# start of RECORD SET

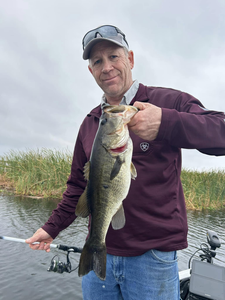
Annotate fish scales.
[75,105,138,280]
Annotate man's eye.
[94,59,100,65]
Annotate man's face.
[88,41,134,104]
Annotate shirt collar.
[101,80,139,108]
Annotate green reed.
[0,148,225,210]
[181,170,225,210]
[0,148,72,198]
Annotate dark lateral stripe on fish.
[110,144,127,153]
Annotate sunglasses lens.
[83,25,127,49]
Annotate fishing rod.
[0,236,82,274]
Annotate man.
[27,25,225,300]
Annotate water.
[0,196,225,300]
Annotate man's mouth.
[102,75,117,82]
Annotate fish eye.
[101,119,107,125]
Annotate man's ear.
[88,66,93,75]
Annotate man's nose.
[102,60,113,73]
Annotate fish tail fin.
[78,241,106,280]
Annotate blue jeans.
[82,250,180,300]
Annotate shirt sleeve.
[157,92,225,156]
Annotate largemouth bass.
[75,105,138,280]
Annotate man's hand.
[128,101,162,141]
[26,228,53,252]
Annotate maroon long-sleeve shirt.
[42,84,225,256]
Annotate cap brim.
[83,37,127,60]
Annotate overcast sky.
[0,0,225,170]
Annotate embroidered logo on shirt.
[140,142,149,152]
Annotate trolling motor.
[47,245,82,274]
[180,230,225,300]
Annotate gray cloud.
[0,0,225,169]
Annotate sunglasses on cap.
[82,25,129,50]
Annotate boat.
[179,230,225,300]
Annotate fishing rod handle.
[0,236,59,248]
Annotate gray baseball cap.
[82,25,129,60]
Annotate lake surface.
[0,196,225,300]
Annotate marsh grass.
[0,148,72,198]
[181,170,225,210]
[0,148,225,210]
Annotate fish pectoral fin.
[75,186,90,218]
[130,162,137,180]
[110,156,124,180]
[84,161,91,180]
[112,204,126,230]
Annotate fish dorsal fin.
[75,186,90,218]
[84,161,91,180]
[110,156,124,180]
[130,162,137,180]
[112,204,126,230]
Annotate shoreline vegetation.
[0,148,225,211]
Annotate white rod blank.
[0,236,58,248]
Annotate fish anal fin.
[130,162,137,180]
[112,204,126,230]
[78,240,106,280]
[110,156,124,180]
[84,161,91,180]
[75,186,90,218]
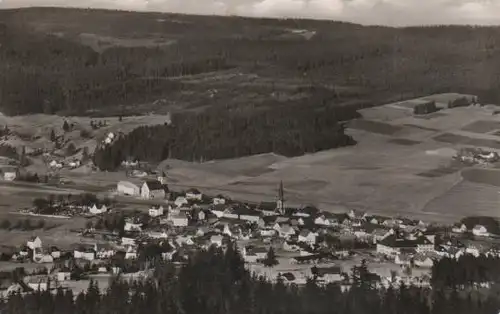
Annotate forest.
[0,246,500,314]
[432,254,500,288]
[93,105,357,171]
[0,8,500,115]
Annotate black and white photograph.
[0,0,500,314]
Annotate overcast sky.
[0,0,500,26]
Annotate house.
[413,254,434,268]
[311,266,343,284]
[175,235,194,246]
[26,237,42,250]
[141,180,165,199]
[89,204,108,215]
[33,249,54,264]
[125,246,137,259]
[210,235,223,247]
[394,254,411,266]
[472,225,490,237]
[451,224,467,233]
[278,272,296,282]
[212,194,226,205]
[347,209,366,220]
[283,241,300,252]
[314,215,330,226]
[298,229,318,244]
[371,228,394,243]
[149,205,163,217]
[49,246,61,259]
[259,228,277,237]
[94,243,116,259]
[147,231,168,239]
[116,181,141,196]
[26,276,50,291]
[56,268,71,282]
[0,167,18,181]
[238,210,260,223]
[73,246,95,261]
[121,237,135,246]
[186,189,203,201]
[174,196,189,208]
[376,235,417,256]
[211,205,226,218]
[123,221,142,231]
[273,223,295,238]
[168,213,189,227]
[242,246,269,263]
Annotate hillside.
[0,8,500,115]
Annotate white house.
[451,224,467,233]
[121,237,135,246]
[174,196,189,207]
[239,212,260,223]
[89,204,108,215]
[116,181,141,196]
[147,231,168,239]
[186,189,203,201]
[413,255,434,268]
[1,167,18,181]
[26,237,42,250]
[168,213,189,227]
[149,205,163,217]
[73,249,95,261]
[210,235,223,247]
[298,230,318,244]
[141,181,165,199]
[211,205,225,218]
[212,195,226,205]
[26,276,49,291]
[125,246,137,259]
[472,225,490,237]
[314,215,330,226]
[56,270,71,282]
[123,221,142,231]
[394,254,411,266]
[273,223,296,238]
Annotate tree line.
[0,247,500,314]
[0,9,500,114]
[432,254,500,288]
[94,106,358,170]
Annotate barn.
[116,181,140,196]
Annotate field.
[130,94,500,222]
[0,95,500,245]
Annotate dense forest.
[94,105,357,170]
[432,254,500,288]
[0,8,500,114]
[1,246,500,314]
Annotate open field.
[0,94,500,221]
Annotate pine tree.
[262,246,279,267]
[63,120,70,132]
[50,129,57,143]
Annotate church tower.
[276,181,285,215]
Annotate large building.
[141,181,165,199]
[276,181,285,215]
[116,181,141,196]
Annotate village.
[0,174,500,295]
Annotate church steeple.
[276,181,285,214]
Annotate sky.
[0,0,500,26]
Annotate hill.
[0,8,500,115]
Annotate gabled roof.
[144,180,163,191]
[311,266,342,277]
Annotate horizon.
[0,0,500,27]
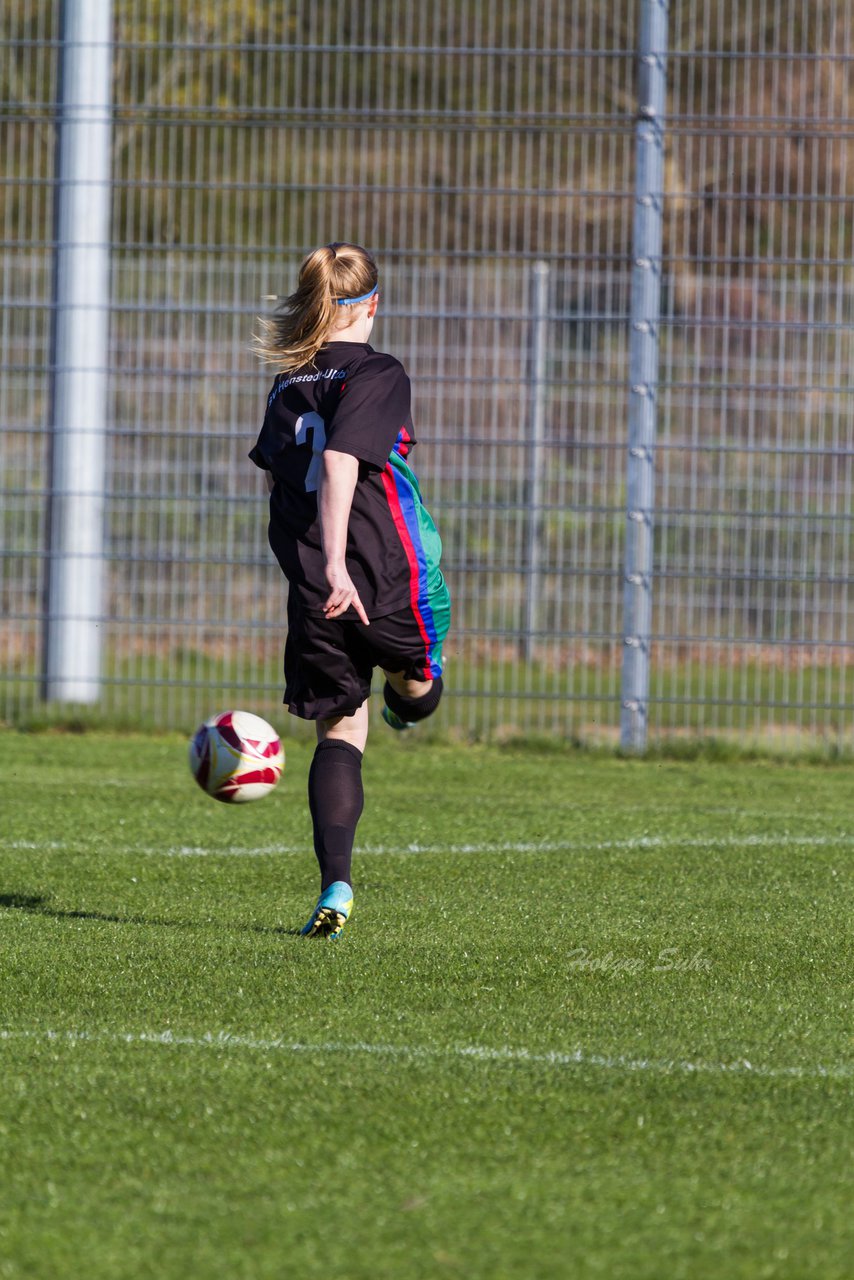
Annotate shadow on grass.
[0,893,300,938]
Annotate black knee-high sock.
[309,737,365,892]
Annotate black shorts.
[284,590,451,719]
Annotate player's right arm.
[318,449,369,625]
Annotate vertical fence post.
[45,0,113,703]
[620,0,668,751]
[522,262,549,659]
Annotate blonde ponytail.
[252,243,378,374]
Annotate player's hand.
[323,564,370,627]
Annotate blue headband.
[337,282,379,307]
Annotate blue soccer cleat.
[300,881,353,942]
[383,707,416,731]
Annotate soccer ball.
[189,712,284,804]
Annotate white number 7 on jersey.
[293,413,326,493]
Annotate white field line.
[0,832,854,858]
[0,1028,854,1080]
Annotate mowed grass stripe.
[0,832,854,858]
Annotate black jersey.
[250,342,440,618]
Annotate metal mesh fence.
[0,0,854,742]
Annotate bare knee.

# end of RECORD SET

• _INSTRUCTIONS FOR THE TASK_
Reproduce the records exactly, covering only the stretch from the line containing "Annotate man's ear." through the line containing "[0,0,500,314]", with both ends included. Leave the pictures out of your answer.

• _FINISHED ANSWER_
Annotate man's ear.
[88,66,93,75]
Annotate man's nose.
[102,60,113,73]
Annotate fish tail fin.
[78,241,106,280]
Annotate blue jeans.
[82,250,180,300]
Annotate shirt sleeve.
[157,92,225,156]
Annotate largemouth bass.
[75,105,138,280]
Annotate man's hand.
[128,101,162,141]
[26,228,53,252]
Annotate maroon long-sleeve shirt.
[42,84,225,256]
Annotate cap brim.
[83,37,127,60]
Annotate overcast sky.
[0,0,225,170]
Annotate embroidered logo on shirt.
[140,142,149,152]
Annotate trolling motor.
[47,245,82,274]
[180,230,225,300]
Annotate gray cloud.
[0,0,225,169]
Annotate sunglasses on cap.
[82,25,129,50]
Annotate boat.
[179,230,225,300]
Annotate fishing rod handle.
[0,236,59,248]
Annotate gray baseball cap.
[82,25,129,60]
Annotate lake surface.
[0,196,225,300]
Annotate marsh grass.
[0,148,72,198]
[181,170,225,210]
[0,148,225,210]
Annotate fish pectoral fin.
[75,186,90,218]
[130,162,137,180]
[110,156,124,180]
[84,161,91,180]
[112,204,126,230]
Annotate fish dorsal fin.
[75,186,90,218]
[84,161,91,180]
[110,156,124,180]
[130,162,137,180]
[112,204,126,230]
Annotate shoreline vegetation.
[0,148,225,211]
Annotate white rod blank.
[0,236,58,248]
Annotate fish anal fin.
[130,162,137,180]
[112,204,126,230]
[78,240,106,280]
[110,156,124,180]
[84,161,91,180]
[75,186,90,218]
Annotate forest.
[0,246,500,314]
[432,254,500,288]
[93,105,357,171]
[0,8,500,115]
Annotate black and white photograph.
[0,0,500,314]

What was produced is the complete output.